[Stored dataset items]

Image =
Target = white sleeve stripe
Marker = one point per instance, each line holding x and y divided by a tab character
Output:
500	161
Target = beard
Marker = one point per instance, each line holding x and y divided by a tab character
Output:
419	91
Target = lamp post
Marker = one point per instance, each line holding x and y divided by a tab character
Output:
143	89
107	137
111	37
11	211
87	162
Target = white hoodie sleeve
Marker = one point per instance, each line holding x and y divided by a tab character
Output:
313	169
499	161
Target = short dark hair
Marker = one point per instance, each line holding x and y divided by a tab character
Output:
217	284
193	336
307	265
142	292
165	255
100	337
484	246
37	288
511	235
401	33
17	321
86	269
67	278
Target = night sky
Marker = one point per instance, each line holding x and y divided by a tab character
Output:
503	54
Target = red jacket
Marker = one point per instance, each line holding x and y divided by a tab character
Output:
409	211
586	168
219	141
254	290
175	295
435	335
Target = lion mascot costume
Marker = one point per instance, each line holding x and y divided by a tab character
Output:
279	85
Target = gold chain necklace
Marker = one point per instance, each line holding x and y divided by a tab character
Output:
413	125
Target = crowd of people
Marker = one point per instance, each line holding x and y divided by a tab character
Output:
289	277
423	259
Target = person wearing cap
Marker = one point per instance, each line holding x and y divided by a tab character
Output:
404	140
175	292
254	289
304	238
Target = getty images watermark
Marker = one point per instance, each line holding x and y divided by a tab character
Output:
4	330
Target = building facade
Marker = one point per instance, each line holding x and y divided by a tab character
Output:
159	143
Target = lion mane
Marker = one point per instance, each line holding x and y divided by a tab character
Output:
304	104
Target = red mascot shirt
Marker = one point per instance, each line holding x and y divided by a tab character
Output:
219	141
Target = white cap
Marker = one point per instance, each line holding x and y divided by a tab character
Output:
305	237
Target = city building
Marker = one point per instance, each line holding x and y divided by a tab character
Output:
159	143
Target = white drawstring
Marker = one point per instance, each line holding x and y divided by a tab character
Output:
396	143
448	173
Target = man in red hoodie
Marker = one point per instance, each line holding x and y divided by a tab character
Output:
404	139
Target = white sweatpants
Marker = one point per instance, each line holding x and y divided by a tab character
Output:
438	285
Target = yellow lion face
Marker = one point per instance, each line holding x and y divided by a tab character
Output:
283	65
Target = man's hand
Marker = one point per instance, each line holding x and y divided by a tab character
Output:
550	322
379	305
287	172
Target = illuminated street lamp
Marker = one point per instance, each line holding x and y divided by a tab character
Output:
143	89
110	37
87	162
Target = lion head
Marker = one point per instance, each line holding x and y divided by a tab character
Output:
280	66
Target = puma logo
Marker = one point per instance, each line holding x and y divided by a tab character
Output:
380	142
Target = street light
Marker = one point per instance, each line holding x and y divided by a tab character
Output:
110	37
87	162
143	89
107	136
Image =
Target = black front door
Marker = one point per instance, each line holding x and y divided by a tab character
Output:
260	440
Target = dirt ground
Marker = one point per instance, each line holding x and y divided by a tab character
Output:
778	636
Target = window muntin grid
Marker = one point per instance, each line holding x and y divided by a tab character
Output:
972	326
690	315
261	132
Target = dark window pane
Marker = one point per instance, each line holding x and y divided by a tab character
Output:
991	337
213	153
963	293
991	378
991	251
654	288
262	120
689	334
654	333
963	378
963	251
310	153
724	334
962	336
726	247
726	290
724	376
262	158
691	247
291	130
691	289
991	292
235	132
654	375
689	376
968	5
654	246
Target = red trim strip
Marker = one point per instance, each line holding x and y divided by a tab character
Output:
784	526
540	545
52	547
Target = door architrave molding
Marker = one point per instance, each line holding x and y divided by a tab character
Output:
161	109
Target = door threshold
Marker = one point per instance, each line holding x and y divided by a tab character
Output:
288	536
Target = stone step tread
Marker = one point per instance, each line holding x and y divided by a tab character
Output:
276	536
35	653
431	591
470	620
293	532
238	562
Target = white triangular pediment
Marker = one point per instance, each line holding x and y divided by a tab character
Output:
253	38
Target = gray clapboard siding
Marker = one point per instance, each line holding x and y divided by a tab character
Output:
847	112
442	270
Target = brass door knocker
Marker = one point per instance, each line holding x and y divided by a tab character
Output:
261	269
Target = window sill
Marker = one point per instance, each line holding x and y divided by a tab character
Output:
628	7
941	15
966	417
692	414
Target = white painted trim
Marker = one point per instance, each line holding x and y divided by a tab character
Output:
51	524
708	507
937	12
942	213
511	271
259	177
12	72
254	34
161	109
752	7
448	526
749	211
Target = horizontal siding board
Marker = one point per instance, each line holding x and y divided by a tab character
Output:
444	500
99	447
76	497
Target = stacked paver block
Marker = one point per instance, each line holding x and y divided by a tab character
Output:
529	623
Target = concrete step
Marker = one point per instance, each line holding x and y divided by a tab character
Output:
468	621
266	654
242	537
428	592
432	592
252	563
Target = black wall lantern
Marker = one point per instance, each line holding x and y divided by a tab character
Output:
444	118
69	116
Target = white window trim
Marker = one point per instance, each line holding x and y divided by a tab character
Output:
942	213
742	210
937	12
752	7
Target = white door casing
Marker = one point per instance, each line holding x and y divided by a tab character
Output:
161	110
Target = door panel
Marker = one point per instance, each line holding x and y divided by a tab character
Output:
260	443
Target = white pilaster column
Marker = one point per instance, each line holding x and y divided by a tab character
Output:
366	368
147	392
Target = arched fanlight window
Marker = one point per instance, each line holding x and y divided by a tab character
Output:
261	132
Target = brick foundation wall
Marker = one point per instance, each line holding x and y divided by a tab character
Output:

=== TASK ===
Copy exactly the line containing "Target = white window trim" and every line after it, ending with the last line of the records above.

=== EXPECTED ANSWER ===
Target = white window trim
Marker = one point per instance, each line holding x and y divided by a tab character
Output:
942	213
742	210
937	12
752	7
Target = white door casing
Marker = one point per instance, each line holding x and y divided by a tab character
Output:
161	110
Target = door panel
Marker = one point per instance, each line holding x and y divided by a tab character
Output:
260	443
Target = white pilaster column
Marker = one point per instance, each line holding x and y divided by a tab character
Output:
366	368
147	392
Target = arched fanlight window
Marker = one point per instance, each line holding x and y divided by a tab character
Output:
261	132
Target = brick foundation wall
Marker = one point per instance, each line holding x and y divided by a tab character
Output:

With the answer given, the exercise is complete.